TASK BRIEF: Beginning with the line where "Query: white flower bud cluster" appears, retype every remaining line of the data below, both the first and last included.

=== MATERIAL FOR THIS EXERCISE ===

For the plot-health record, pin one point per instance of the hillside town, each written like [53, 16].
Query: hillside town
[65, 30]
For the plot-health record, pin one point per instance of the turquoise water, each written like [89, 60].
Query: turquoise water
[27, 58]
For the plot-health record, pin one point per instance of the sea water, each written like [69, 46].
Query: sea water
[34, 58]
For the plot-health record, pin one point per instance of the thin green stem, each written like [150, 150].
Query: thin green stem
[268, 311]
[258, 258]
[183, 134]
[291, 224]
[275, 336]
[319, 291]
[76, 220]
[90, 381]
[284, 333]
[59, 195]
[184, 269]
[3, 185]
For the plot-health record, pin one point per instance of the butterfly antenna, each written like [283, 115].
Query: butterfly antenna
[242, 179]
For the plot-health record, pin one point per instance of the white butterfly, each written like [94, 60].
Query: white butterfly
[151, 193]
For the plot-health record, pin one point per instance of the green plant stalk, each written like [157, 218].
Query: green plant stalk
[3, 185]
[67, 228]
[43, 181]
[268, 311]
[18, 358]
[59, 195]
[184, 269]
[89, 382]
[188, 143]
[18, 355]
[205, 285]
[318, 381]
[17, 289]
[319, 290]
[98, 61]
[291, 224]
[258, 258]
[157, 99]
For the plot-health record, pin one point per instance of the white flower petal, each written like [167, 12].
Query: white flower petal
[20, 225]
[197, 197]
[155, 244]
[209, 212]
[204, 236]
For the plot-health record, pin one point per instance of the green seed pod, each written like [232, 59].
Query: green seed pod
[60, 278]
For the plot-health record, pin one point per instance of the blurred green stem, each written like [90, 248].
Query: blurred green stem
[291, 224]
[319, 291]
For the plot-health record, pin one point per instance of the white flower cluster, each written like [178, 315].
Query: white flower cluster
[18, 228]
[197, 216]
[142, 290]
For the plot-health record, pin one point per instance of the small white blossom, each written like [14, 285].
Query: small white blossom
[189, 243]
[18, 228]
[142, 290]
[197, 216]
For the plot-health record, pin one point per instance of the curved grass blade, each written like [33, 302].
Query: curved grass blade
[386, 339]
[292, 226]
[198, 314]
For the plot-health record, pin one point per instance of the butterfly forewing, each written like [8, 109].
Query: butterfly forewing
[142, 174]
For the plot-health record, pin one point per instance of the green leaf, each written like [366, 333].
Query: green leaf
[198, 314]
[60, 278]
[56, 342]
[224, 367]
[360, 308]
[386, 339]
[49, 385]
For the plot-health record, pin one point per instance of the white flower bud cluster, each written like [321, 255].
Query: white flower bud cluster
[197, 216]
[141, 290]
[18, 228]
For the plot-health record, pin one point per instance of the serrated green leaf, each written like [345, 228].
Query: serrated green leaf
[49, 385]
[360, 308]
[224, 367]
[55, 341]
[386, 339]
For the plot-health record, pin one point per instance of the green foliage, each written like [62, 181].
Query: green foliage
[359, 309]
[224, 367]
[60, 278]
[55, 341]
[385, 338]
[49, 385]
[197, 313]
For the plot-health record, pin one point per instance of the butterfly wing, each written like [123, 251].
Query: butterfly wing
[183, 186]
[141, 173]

===

EXPECTED ANSWER:
Query: white flower bud cluster
[197, 216]
[141, 290]
[18, 228]
For the plot-health record, pin one point per instance of the serrated green leaf, each written like [345, 228].
Query: serrated green leaf
[49, 385]
[360, 308]
[224, 367]
[55, 341]
[386, 339]
For the plot-health record, pin one point per instance of the green foliage, each written like [62, 181].
Query: green foliage
[359, 309]
[224, 367]
[60, 278]
[55, 341]
[385, 338]
[49, 385]
[197, 313]
For the plot-health record, pin one point per instance of the butterfly wing, each written like [123, 251].
Query: butterfly wing
[183, 186]
[141, 173]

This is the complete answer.